Text passage ▸

In a learning ecosystem, tools are the content, whereas in traditional platforms, tools and content are distinct, separate entities. Learning object repositories (LORs) are proof of this approach; a learning object is primarily content, not a tool. Yet, we use tools to apply context to content and engage with that content in a new, digital form. The Levitt quote comes to life here: Learners don’t want content specifically but, rather, the knowledge, competencies and skills that are derived from that content.

The community in this ecosystem is the knowledge economy. The value of the ecosystem increases as the community grows by amassing knowledge contributions in the form of learning tools. Staying true to the ecosystem, we maintain interconnectivity among tools, which means they communicate with each other and other systems. Beyond accessibility on smartphones, tablets and diverse computing devices, these tools are accessible on existing platforms as well.

These concepts are already coming to life all around us. When we walk into a restaurant, our smartphone asks us to take a picture and tag the business. We see live camera feeds of our homes, schools and offices from our smartphones. We assimilate with Internet of Things (IoT), Bluetooth and AI systems. We have access to virtual and augmented reality applications. What’s missing are an ecosystem of modern learning content curation with context and a business model that supports it. Context means communication with other relevant tools; it means IoT connectivity, an integration with preferred messaging apps and the ability to plug into workplace technology. An ecosystem is not a monolithic platform; it’s a lightweight, organic entity of composable elements that assemble and adapt to learning moments whenever and wherever they occur.

A common question is, “Can existing learning platforms be updated to an ecosystem?” That’s like asking if a skyscraper can be updated to allow all the walls to be moved or removed and then connected to other skyscrapers with rooms that morph based on mood. The entire architecture would need to be rebuilt.

But there is a solution. The new ecosystem, with its composable form and bite-sized learning interactions, plugs into existing platforms and systems, embedding itself into its structure and bolting on new capabilities to evolve what exists and revolutionize what’s to come.

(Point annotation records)
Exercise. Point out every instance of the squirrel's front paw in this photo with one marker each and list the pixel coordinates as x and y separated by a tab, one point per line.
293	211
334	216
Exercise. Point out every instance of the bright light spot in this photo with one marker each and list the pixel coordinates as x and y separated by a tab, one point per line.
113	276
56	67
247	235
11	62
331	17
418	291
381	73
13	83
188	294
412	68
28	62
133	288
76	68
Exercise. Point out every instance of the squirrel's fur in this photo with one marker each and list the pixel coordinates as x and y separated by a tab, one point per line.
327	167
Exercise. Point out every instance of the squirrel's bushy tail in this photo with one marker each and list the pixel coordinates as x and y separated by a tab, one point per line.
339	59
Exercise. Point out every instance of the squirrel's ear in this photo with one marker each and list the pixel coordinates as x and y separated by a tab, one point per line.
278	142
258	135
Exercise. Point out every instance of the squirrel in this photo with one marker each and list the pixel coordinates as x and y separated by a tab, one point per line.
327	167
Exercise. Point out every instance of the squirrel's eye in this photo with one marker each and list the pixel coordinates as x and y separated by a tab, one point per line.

Prompt ▸
From the passage on learning ecosystems, list every item the text gives as part of what context means.

Solution for this exercise ▸
- Communication with other relevant tools
- IoT connectivity
- An integration with preferred messaging apps
- The ability to plug into workplace technology